◆ **PROBLEM DESCRIPTION**
Filter the records below down to the lines that contain the string "grateful", copying each such line in full. Treat uppercase and lowercase as different.

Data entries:

## Begin

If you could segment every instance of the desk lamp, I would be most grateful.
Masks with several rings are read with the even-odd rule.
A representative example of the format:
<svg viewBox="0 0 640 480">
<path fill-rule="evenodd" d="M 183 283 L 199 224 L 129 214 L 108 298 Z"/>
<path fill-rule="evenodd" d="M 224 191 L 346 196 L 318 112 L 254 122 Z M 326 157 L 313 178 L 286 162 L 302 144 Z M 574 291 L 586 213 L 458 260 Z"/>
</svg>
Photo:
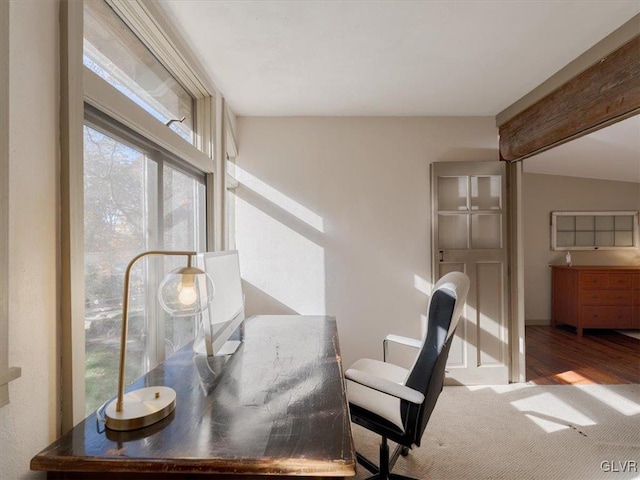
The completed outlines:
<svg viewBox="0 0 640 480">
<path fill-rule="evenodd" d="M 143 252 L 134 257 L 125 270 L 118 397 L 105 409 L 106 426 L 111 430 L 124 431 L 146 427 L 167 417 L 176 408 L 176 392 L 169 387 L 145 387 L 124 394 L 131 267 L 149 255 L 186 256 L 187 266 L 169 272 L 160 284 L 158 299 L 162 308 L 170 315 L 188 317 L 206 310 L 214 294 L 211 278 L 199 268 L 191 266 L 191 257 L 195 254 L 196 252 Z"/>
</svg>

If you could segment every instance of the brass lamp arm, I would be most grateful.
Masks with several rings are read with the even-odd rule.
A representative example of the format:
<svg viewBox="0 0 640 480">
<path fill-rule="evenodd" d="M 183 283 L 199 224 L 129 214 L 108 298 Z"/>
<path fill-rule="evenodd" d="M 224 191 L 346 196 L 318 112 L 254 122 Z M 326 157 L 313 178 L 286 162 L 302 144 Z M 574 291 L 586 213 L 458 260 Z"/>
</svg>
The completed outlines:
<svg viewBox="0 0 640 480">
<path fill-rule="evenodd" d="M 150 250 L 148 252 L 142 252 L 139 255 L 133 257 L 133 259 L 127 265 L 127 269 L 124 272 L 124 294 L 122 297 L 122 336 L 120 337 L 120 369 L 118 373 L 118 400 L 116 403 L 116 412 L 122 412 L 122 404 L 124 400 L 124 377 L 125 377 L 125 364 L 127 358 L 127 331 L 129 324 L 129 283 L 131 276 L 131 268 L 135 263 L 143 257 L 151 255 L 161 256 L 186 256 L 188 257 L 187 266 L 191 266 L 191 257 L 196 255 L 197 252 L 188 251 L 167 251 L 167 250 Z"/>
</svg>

## End
## Begin

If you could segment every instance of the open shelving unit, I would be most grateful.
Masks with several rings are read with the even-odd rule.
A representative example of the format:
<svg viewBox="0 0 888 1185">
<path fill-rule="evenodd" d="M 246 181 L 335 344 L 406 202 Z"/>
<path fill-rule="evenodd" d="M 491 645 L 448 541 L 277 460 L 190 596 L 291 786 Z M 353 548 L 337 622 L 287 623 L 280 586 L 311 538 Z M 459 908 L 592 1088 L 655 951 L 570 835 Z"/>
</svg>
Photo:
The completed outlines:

## End

◆ **RESULT OF THIS TASK**
If you could segment every instance of the desk lamp, I would be most grateful.
If you could segment every instance of the brass lamp arm, I would be most grateful.
If you could segment every instance of the open shelving unit, I would be most grateful.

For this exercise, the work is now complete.